### Extract provided:
=====
Overall very nice, lots of light output, very nice warm tint, excellent quality machining finish, clean precise optic, works in my old 6P. :twothumbs

Dreaming, I might like to see the OD a bit larger to fit my 6P ID a bit closer. Heat transfer should not be a problem on this low output model, but it will have to conduct down to the bottom to reach solid contact with the aluminum light body - correction - the module is pinched between the aluminum ring in the bezel and the body tube near the batteries, so the major heatflow is forward through the ring to the bezel, plus down through the bottom. I'd like to have no Bezel gap, but getting the fit just right for good negative contact is tricky.

One improvement that would be really great is a field switchable option between low and high output.

Looks like a keeper!

-- Alan


----------



## Toohotruk

I have little doubt that Gene's business will be a huge success...his hard work, ingenuity, craftsmanship and customer service will certainly be rewarded. :bow::bow::bow:

My fourth Malkoff Device (M60 High) is in the mail right now...why did I pick the busiest time of the year for the Post Office to place my order?! Damn you Holiday mail rush, DAMN YOU!!! :hairpull:

I'm thinking it will be here Monday...I hope, I hope, I hope, I hope!:sweat:


----------



## Illumination

Nice to know he's at it full time. The M60's sold out again! With him on this full time, maybe we will see new ones soon!
=====
### Entries supplied:
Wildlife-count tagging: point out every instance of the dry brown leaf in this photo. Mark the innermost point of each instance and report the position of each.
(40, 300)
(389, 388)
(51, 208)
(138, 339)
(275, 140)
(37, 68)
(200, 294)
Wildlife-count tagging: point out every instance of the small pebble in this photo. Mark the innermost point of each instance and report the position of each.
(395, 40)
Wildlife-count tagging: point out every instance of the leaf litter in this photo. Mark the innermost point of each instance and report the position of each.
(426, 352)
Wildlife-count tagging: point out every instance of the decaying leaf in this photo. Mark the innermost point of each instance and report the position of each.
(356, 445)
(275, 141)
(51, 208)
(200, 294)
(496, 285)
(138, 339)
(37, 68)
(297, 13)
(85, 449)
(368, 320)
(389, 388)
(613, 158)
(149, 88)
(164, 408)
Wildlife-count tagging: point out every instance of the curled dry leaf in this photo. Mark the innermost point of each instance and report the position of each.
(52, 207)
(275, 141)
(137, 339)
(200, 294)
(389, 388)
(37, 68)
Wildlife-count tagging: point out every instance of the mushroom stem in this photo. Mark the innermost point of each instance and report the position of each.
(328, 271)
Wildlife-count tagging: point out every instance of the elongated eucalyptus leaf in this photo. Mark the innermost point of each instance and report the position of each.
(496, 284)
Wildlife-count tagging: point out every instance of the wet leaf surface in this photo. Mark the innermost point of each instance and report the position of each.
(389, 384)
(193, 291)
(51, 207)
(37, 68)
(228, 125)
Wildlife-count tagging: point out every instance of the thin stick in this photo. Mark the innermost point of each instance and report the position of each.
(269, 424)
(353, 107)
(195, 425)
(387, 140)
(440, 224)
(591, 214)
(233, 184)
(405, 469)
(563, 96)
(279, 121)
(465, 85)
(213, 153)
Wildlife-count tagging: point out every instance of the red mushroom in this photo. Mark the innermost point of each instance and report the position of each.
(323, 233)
=====
### Directions for this task:
Extend the flashlight module forum thread past its final post. The data above has no connection to the flashlight forum thread.

### Solved problem:
----------



## Icebreak

M60 Q5 arrived Friday.

Beam matches discriptions articulated by other members.

About the Cree optic. While white-wall hunting I notice a small central spot residing in the hotspot that leans toward yellow/green (read warm). This is not a problem. It may be a bit of an advantage for my purposes. The overall color of the beam is quite nice.

In a low light environment (city park) what I notice is that the image return is much greater than I had expected. Yes, I read about many folks being very impressed with Malkoff Devices LED drop-ins but what showed up was a surprise...pretty darn spectacular.

It runs fine in a 6P. I got a used Z3 on eBay that arrived Thursday. The M60 Q5 HO works well in it. Both these lights are using primaries for now.

The quality of build is extraordinary. Wishing to avoid accusing another member, especially a builder, of being anal; I'll just submit that this gentleman's product must be the result of a highly skilled craftsman. It screams quality. One detail I especially liked was the hand engraved model designation.

Considering this regulated, Q5 emitting, Cree collimated, machined brass unit is only $55.00 I think it's a real value for a robust personal illumination device.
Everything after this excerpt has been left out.